Footnote 1: inlining or not for std::vector

#include <vector>
int foo(std::vector<int> &v) {
    return v[0] + v[1];
}

Godbolt with gcc with the default -O0 vs. -Os for -mcpu=cortex-m7 just to randomly pick something. IDK if it's normal to use dynamic containers like std::vector on an actual microcontroller; probably not.

# -Os (same as -Og for this case, actually, omitting the frame pointer for this leaf function)
foo(std::vector<int, std::allocator<int> >&):
        ldr     r3, [r0]                @ load the _M_start member of the reference arg
        ldrd    r0, r3, [r3]            @ load a pair of words (v[0..1]) from there into r0 and r3
        add     r0, r0, r3              @ add them into the return-value register
        bx      lr

vs. a debug build (with name-demangling enabled for the asm)

# GCC -O0 -mcpu=cortex-m7 -mthumb
foo(std::vector<int, std::allocator<int> >&):
        push    {r4, r7, lr}             @ non-leaf function requires saving LR (the return address) as well as some call-preserved registers
        sub     sp, sp, #12
        add     r7, sp, #0              @ Use r7 as a frame pointer.  -O0 defaults to -fno-omit-frame-pointer
        str     r0, [r7, #4]            @ spill the incoming register arg to the stack


        movs    r1, #0                  @ 2nd arg for operator[]
        ldr     r0, [r7, #4]            @ reload the pointer to the control block as the first arg
        bl      std::vector<int, std::allocator<int> >::operator[](unsigned int)
        mov     r3, r0                  @ useless copy, but hey we told GCC not to spend any time optimizing.
        ldr     r4, [r3]                @ deref the reference (pointer) it returned, into a call-preserved register that will survive across the next call


        movs    r1, #1                  @ arg for the v[1]  operator[]
        ldr     r0, [r7, #4]
        bl      std::vector<int, std::allocator<int> >::operator[](unsigned int)
        mov     r3, r0
        ldr     r3, [r3]                @ deref the returned reference

        add     r3, r3, r4              @ v[1] + v[0]
        mov     r0, r3                  @ and copy into the return value reg because GCC didn't bother to add into it directly

        adds    r7, r7, #12             @ tear down the stack frame
        mov     sp, r7
        pop     {r4, r7, pc}            @ and return by popping saved-LR into PC

@ and there's an actual implementation of the operator[] function
@ it's 15 instructions long.  
@ But only one instance of this is needed for each type your program uses (vector<int>, vector<char*>, vector<my_foo>, etc.)

* REQUIRED WORK:
Answer these from the std::vector footnote:
1. In the -Os build, which instruction loads v[0] and v[1] as a pair of words?
2. Which register does the -O0 build use as a frame pointer?
3. How many instructions long is the implementation of operator[]?

* GIVEN RECORDS:

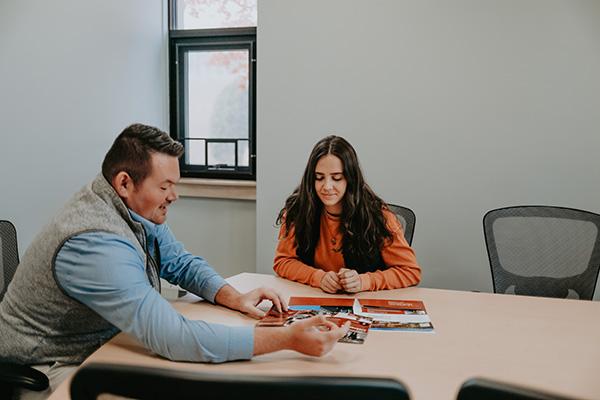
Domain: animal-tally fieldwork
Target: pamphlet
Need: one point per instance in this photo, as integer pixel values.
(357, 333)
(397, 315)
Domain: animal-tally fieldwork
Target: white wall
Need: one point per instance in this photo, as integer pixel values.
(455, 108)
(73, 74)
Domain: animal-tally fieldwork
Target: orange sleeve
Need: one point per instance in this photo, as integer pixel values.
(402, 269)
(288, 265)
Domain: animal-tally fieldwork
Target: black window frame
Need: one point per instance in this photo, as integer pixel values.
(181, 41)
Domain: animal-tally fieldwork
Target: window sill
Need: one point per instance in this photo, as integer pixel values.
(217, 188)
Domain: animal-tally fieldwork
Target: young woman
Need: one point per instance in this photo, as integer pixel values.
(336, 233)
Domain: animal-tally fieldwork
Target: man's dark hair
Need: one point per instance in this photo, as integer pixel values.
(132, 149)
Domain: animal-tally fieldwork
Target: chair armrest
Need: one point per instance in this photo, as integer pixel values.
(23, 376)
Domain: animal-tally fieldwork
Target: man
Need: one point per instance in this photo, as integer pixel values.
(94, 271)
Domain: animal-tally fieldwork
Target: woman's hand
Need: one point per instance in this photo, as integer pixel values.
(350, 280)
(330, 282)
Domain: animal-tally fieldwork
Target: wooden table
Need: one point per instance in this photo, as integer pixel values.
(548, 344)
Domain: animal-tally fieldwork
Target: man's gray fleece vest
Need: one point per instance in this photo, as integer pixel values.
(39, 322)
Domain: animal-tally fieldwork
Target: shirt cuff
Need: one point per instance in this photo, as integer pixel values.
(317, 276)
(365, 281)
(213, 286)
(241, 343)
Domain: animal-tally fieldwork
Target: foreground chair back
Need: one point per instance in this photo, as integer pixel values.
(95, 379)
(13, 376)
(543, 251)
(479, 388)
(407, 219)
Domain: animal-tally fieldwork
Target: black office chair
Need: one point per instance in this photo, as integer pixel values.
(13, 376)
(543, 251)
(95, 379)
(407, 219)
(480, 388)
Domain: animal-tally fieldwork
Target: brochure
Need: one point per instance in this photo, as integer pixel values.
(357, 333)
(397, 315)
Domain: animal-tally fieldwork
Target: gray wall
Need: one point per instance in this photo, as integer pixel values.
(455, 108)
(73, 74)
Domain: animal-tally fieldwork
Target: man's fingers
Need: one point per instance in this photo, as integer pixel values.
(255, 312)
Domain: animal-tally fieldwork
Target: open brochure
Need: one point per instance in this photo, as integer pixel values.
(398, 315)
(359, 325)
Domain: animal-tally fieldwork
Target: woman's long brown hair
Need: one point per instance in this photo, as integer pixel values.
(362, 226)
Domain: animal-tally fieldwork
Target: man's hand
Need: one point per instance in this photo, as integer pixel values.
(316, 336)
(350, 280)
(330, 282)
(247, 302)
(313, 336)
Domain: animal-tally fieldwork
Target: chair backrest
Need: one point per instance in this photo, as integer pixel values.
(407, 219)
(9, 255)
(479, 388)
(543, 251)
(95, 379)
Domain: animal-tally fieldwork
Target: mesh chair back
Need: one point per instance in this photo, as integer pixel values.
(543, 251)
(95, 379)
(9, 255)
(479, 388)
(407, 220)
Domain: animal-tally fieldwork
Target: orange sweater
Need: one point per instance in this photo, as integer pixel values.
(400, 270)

==

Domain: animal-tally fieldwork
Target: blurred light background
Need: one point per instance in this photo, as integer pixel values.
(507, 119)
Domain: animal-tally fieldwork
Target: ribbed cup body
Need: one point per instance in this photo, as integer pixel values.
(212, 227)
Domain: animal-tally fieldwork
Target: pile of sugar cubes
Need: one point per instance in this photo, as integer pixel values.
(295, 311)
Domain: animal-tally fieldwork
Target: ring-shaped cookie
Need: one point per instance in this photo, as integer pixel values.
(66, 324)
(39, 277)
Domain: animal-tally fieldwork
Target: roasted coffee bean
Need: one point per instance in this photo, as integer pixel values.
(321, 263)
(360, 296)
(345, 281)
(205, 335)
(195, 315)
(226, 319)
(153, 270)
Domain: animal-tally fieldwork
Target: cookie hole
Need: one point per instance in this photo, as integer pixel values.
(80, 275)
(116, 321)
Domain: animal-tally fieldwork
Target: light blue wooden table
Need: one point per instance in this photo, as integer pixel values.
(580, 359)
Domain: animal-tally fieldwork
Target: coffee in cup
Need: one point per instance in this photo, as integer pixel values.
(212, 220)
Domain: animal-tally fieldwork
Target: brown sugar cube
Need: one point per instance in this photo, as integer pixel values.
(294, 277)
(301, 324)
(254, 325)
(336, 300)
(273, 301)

* * *

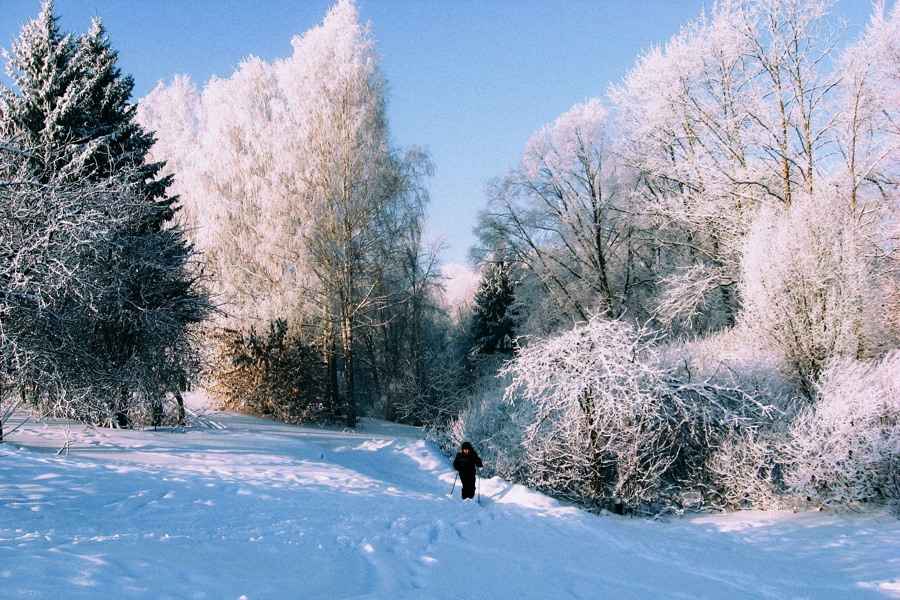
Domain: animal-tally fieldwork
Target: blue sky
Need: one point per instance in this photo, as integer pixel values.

* SOLUTION TO THIS PROBLEM:
1. ldrd
2. r7
3. 15